— EXERCISE DESCRIPTION —
The required output is every line from the one containing "Where can the white head" through the last line of the listing below, copied exactly, pictures excluded.

— MATERIAL FOR THE TASK —
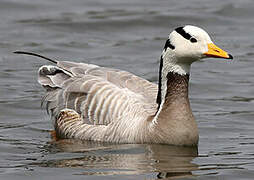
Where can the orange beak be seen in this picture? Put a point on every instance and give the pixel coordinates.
(215, 51)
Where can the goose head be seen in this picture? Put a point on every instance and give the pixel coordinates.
(186, 45)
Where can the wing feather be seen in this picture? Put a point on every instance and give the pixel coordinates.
(100, 95)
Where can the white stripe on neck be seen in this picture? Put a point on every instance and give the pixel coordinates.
(169, 65)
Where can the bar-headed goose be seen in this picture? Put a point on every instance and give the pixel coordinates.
(89, 102)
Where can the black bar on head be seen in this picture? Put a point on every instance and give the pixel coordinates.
(168, 45)
(181, 31)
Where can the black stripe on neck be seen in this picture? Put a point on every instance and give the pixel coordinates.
(168, 45)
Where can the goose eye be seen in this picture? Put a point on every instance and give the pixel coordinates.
(193, 40)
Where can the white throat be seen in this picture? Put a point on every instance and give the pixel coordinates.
(169, 65)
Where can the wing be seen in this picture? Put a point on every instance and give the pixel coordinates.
(100, 95)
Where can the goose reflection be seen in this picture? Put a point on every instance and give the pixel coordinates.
(163, 161)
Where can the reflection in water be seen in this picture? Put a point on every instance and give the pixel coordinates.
(110, 159)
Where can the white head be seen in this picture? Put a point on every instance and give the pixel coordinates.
(186, 45)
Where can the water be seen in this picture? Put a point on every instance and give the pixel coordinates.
(128, 35)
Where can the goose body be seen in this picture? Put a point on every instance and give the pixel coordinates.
(95, 103)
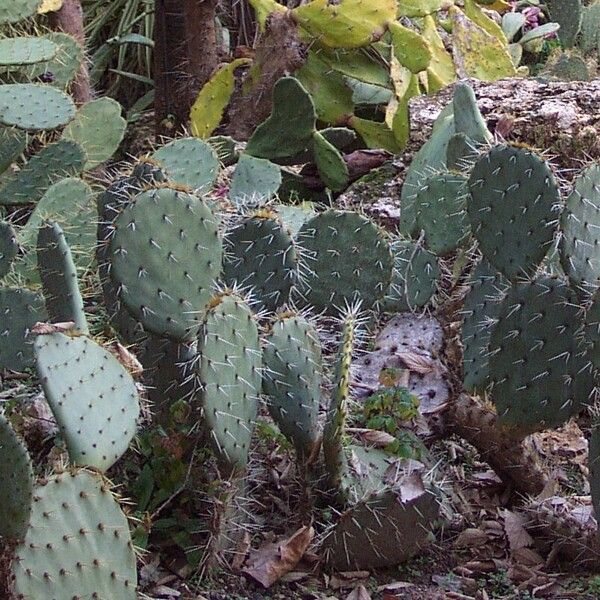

— REPLY TO THE TASK —
Where can the white head be seen in this picture? Put a point on every instance and give the pixel coordinates.
(186, 45)
Where can the water be seen in this picture? Put a point on every instance and give the pixel coordinates.
(128, 35)
Where can the goose body be seen in this picture? Put a point on every instance and give the pixel coordinates.
(95, 103)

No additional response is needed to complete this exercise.